WHAT IS EXPECTED: Read through the listing below and copy each line in which the word "baseboard" occurs.

EXERCISE MATERIALS:
= Beginning of Section =
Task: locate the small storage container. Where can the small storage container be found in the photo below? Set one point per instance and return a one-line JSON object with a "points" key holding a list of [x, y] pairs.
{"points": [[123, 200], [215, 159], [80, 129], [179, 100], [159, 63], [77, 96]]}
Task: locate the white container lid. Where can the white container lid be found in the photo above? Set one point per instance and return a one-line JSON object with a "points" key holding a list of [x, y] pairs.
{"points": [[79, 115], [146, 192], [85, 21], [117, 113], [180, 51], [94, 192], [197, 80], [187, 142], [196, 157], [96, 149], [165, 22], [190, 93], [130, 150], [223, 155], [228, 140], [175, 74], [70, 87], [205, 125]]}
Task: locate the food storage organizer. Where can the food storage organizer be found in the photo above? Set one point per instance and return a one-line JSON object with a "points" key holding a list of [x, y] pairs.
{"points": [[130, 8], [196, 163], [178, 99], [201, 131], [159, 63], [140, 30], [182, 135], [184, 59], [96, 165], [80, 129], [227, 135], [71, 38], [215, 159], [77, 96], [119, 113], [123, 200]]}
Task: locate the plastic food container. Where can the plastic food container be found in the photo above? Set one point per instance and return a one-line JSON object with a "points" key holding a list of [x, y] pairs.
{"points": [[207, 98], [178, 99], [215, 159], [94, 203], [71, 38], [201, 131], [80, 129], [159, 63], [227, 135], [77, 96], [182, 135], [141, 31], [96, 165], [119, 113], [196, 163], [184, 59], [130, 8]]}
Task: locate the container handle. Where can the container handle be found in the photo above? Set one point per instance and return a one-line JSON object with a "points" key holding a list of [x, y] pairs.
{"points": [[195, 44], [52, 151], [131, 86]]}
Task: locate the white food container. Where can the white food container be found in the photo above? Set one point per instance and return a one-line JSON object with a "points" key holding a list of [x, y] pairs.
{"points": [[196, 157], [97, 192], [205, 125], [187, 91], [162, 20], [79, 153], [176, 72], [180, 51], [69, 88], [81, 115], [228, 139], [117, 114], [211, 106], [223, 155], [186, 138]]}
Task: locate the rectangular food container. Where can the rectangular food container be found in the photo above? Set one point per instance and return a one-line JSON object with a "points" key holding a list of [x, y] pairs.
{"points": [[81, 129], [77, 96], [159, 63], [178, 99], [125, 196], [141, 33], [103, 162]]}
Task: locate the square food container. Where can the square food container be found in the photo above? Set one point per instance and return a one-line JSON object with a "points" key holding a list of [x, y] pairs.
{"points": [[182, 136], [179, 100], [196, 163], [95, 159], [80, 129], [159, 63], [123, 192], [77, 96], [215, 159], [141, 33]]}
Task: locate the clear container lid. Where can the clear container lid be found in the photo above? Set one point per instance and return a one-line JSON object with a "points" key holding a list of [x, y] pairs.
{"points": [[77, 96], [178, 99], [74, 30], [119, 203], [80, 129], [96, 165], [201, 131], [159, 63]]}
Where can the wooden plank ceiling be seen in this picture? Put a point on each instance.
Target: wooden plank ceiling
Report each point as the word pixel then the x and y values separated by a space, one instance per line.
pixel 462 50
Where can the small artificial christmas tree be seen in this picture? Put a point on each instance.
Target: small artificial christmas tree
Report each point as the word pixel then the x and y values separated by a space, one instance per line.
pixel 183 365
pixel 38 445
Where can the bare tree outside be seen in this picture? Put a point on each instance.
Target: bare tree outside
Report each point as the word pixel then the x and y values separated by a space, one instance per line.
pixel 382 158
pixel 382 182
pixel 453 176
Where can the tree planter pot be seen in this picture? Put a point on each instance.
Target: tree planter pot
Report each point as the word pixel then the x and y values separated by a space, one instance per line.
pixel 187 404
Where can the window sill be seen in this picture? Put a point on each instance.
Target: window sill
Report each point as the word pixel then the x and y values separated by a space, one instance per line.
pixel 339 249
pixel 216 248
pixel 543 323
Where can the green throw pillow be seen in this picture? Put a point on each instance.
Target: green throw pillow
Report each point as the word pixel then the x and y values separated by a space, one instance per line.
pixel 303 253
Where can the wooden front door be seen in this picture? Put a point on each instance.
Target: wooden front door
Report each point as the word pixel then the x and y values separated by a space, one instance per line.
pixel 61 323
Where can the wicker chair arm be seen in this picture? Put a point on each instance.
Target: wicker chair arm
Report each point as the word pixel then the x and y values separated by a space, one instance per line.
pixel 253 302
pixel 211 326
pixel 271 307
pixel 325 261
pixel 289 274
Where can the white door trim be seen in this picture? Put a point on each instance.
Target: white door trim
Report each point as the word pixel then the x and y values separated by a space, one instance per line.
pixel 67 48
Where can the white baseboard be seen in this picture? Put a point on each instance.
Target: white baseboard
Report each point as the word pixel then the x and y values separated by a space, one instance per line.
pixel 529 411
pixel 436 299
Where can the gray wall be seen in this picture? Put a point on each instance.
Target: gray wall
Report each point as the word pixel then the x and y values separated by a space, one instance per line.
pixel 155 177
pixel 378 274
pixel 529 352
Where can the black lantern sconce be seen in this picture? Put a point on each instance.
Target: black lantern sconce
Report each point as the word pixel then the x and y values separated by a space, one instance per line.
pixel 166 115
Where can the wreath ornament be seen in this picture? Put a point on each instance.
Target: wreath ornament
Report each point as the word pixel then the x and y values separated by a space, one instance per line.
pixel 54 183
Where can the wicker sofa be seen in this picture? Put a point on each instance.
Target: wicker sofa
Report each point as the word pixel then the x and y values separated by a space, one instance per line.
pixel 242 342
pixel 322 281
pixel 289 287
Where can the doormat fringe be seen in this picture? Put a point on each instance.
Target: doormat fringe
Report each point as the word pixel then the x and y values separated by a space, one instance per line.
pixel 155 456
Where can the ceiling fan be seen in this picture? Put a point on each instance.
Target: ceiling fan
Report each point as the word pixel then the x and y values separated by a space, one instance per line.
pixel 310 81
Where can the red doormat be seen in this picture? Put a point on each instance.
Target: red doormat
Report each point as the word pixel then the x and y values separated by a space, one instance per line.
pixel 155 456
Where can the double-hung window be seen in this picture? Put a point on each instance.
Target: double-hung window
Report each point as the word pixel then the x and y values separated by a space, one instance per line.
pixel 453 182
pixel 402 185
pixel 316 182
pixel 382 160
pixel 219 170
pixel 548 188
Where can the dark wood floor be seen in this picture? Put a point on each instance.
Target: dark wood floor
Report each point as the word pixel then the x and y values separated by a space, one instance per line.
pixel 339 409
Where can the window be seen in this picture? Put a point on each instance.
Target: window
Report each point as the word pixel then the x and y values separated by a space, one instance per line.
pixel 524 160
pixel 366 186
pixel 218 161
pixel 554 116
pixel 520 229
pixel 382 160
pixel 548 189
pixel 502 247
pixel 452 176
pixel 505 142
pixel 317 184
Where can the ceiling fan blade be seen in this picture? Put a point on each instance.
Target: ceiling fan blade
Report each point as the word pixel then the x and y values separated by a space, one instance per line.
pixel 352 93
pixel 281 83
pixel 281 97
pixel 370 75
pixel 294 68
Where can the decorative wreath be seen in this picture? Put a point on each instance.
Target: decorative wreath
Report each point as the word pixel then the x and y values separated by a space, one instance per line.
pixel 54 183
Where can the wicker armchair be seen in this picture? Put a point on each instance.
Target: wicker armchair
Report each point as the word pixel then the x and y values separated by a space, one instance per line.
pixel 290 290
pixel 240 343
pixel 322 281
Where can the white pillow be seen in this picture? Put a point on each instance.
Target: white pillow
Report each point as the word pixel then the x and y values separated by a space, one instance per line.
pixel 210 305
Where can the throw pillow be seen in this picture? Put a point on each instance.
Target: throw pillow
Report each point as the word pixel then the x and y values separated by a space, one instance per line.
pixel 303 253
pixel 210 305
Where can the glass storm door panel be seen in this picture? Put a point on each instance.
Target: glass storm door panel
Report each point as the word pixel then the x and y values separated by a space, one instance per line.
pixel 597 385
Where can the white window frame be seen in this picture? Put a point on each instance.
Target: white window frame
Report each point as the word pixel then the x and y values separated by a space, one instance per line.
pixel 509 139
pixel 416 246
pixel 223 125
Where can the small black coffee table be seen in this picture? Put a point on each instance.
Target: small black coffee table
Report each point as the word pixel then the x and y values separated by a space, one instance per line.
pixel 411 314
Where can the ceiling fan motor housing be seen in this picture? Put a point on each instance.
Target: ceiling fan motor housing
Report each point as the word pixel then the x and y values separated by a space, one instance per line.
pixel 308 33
= End of Section =
RESULT OF THIS EXERCISE:
Where can the white baseboard be seen in this picture? Put a point on each instance.
Target: white baseboard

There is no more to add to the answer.